(Excerpt from a dataset)
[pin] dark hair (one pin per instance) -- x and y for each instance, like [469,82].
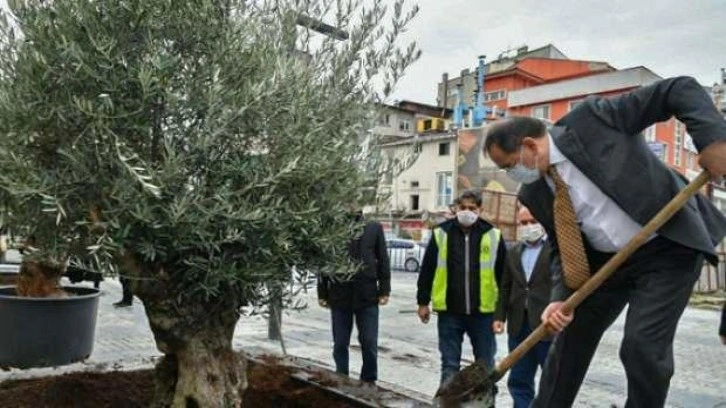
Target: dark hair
[508,133]
[470,195]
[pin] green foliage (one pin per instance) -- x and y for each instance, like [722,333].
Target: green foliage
[215,140]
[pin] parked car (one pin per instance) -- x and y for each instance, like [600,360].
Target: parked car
[405,254]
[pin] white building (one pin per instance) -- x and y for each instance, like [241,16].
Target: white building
[428,183]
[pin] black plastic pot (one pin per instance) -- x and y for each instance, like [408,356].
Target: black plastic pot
[9,274]
[45,332]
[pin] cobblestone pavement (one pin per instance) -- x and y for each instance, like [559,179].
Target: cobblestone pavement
[408,355]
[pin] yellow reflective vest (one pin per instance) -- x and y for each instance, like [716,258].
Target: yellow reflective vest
[488,290]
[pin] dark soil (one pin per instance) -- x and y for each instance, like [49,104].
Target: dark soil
[269,386]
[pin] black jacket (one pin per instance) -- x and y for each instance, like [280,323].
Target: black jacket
[373,279]
[517,295]
[456,281]
[601,137]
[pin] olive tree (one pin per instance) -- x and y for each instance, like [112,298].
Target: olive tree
[200,148]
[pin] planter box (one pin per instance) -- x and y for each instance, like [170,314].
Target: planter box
[44,332]
[273,382]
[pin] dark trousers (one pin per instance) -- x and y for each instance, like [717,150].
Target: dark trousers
[521,377]
[656,284]
[366,321]
[452,326]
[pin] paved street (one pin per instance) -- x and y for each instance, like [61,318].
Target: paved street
[408,349]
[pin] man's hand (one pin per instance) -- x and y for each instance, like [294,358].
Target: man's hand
[498,327]
[554,318]
[713,159]
[424,313]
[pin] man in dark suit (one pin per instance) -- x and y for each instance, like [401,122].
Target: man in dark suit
[358,299]
[722,328]
[594,173]
[523,296]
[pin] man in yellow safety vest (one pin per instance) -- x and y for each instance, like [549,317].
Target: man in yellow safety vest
[459,277]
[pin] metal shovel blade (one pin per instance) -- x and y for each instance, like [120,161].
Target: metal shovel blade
[474,386]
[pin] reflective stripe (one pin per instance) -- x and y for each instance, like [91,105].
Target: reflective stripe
[438,292]
[488,290]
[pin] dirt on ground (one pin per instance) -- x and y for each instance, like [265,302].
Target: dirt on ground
[270,385]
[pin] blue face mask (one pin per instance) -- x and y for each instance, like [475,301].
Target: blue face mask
[523,174]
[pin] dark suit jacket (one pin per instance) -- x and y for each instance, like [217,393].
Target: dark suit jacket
[601,138]
[516,294]
[372,280]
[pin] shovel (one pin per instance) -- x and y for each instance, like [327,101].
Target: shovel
[476,386]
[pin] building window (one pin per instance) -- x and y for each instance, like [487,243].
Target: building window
[678,148]
[649,134]
[541,112]
[574,104]
[444,188]
[404,125]
[428,124]
[660,150]
[689,160]
[414,202]
[444,149]
[495,95]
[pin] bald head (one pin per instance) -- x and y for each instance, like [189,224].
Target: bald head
[509,133]
[525,217]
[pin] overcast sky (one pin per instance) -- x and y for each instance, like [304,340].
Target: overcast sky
[671,37]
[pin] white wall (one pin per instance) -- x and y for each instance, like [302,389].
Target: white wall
[423,170]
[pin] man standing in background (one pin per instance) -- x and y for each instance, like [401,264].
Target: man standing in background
[523,296]
[358,299]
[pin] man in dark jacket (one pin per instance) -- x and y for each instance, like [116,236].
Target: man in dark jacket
[523,296]
[459,276]
[358,299]
[592,182]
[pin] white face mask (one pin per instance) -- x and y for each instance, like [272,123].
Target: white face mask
[523,174]
[466,218]
[531,232]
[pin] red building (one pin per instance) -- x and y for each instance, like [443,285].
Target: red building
[544,83]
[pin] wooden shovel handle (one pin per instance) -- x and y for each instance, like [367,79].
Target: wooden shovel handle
[606,270]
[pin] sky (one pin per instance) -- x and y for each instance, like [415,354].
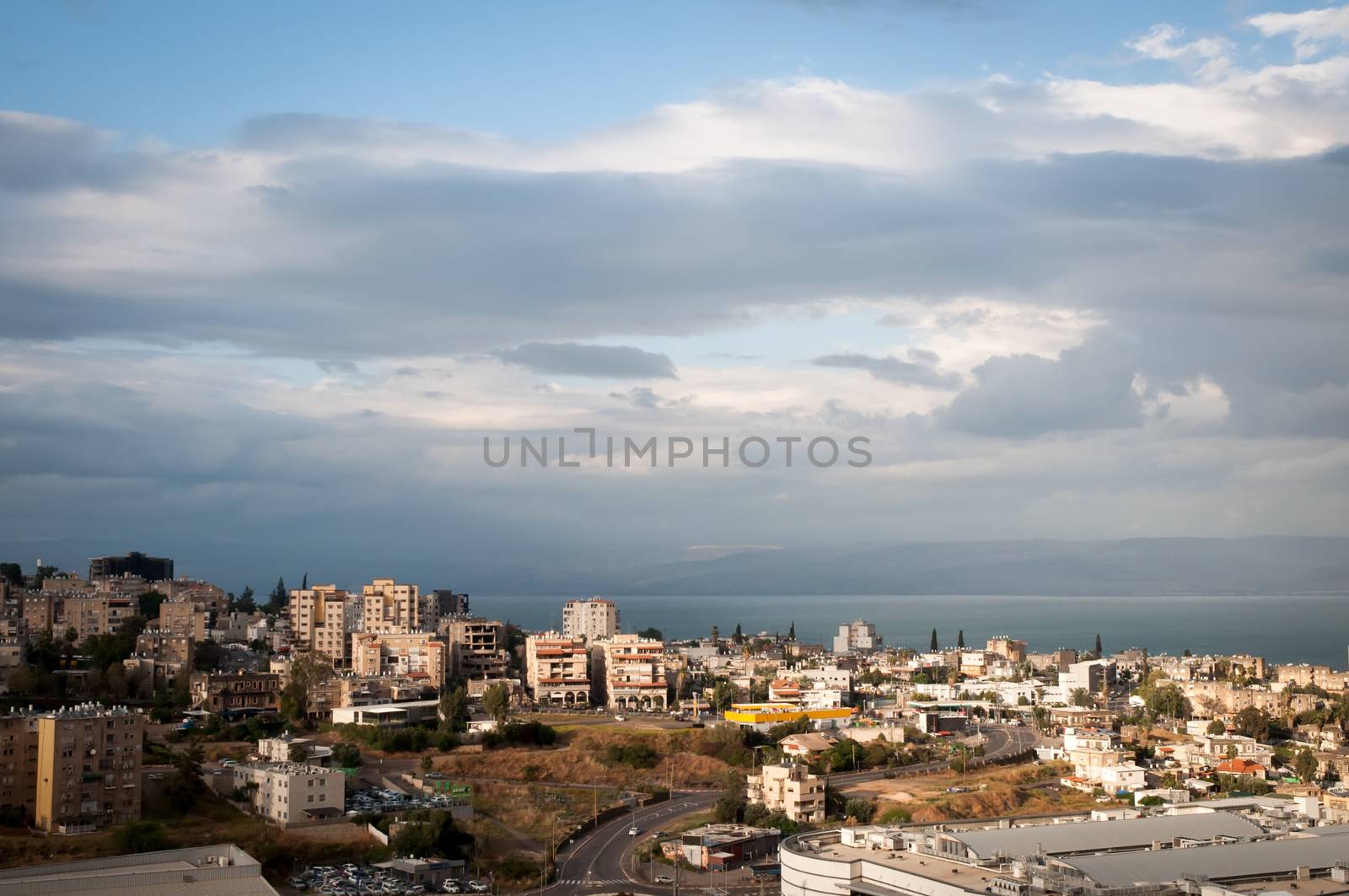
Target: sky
[273,273]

● What to do
Output the lines above in full and exactly as given, omitting any pictures.

● Solved exercise
[pin] dark hair (one pin per instance) -- x and y for each instance, like [469,82].
Target: dark hair
[508,133]
[470,195]
[pin] green foliage (one pin per instance) -- x and y for each instance, like [722,333].
Target: green foliage
[215,140]
[pin] parked car (one pin per instance) -- x and y for each instance, like [600,360].
Target: parked car
[405,254]
[pin] white building (one pin per instance) -- x and y for each instance, like [241,16].
Target: white building
[428,183]
[pin] black plastic pot (one pin per instance) -- x and y for each instance, like [408,356].
Target: black plastic pot
[9,274]
[45,332]
[pin] cobblestone pavement (one pin per instance) -- x and y for each instance, like [559,179].
Target: cobblestone pavement
[408,355]
[pin] yellow reflective vest (one pin per instance) -- x and y for each instance, like [716,258].
Target: yellow reflective vest
[488,290]
[pin] dark soil (one pin per instance) -- x and y for each instance, like [49,104].
Target: dark soil
[269,386]
[pin] black jacket (one pin per instance) -- x and y for each instance, like [280,323].
Target: black jacket
[373,279]
[517,295]
[456,281]
[601,137]
[pin] olive tree (one pin per instance) -- x and y for each instance, like [112,298].
Target: olive tree
[200,148]
[pin] planter box (one pin per instance) -- x and y for each instance, like [170,314].
Target: planter box
[44,332]
[273,382]
[pin] dark trousers (one pin per instance) -- x and y for each instance, like [717,150].
Target: dark trousers
[521,377]
[656,284]
[366,321]
[452,326]
[pin] paved street (one pin per instance) -- x and y for each instance, like [61,318].
Target: paved street
[408,349]
[pin] man's hand (one pin per instance) -- x and y for each instance, like [294,358].
Target: man's hand
[498,327]
[554,318]
[713,159]
[424,313]
[pin] man in dark suit (one pin per instance) -- x and y for each instance, like [401,122].
Target: man in dark suit
[358,299]
[722,328]
[594,173]
[523,296]
[pin] man in yellow safety vest (one pin per instance) -- x and y for each instance, like [549,317].
Target: man in yellow safety vest
[459,277]
[pin] metal shovel blade (one pin per instance) -- x and y for each instance, like [120,161].
Target: metal shovel blade
[474,386]
[pin] reflective stripe (one pin per instance) -- x and y for each instance, like [91,105].
Target: reflective stripe
[438,292]
[488,290]
[pin] dirt on ground (one pin per instance) -- x and y for each instance, like [265,302].
Target: dirt on ground
[270,385]
[pin] blue face mask (one pin per instance) -- x and y for each instance, like [475,301].
Target: blue face mask
[523,174]
[pin] dark suit jacket (one pin per instance) -- x and y for each instance, like [217,393].
Target: dark suit jacket
[601,138]
[516,294]
[372,280]
[pin] shovel (one pin per instance) -- x and y for each instance, like [327,101].
Target: shovel
[476,386]
[pin] building window (one pin per instance) -- x and y for each instance, like [487,243].
Target: building window
[678,148]
[649,134]
[541,112]
[574,104]
[444,188]
[404,125]
[428,124]
[660,150]
[689,160]
[414,202]
[444,149]
[495,95]
[pin] bald head (one pin per instance) -- x and y for each instance, like [189,224].
Target: bald head
[509,133]
[525,217]
[pin] overcast sky (one pin per instance) -- x and y for each instance, like [304,340].
Target: overcast sky
[671,37]
[pin] white wall (one pin per instance) -- x and y for each instance, like [302,389].
Target: white wall
[423,170]
[pin] man standing in background (one pin per instance) -- x and y for each instance, like [401,264].
Target: man standing in background
[523,296]
[358,299]
[pin] man in dark jacket (one pin per instance) -- x and y for each instance, like [116,236].
Target: man in dark jacket
[523,296]
[459,276]
[358,299]
[592,182]
[pin] white face mask (one pin per instance) -- x and y for each instance, like [272,123].
Target: white face mask
[523,174]
[466,218]
[531,232]
[pin] red building (one pin per instance) -- x and y for each instance, like [443,285].
Target: red building
[544,83]
[pin] wooden shovel handle (one pin per instance) -- x and y for each instance, like [367,79].
Target: wooden shovel handle
[606,270]
[pin] sky (one pin per instance) -- x and y for each instance, like [415,354].
Target: sky
[273,273]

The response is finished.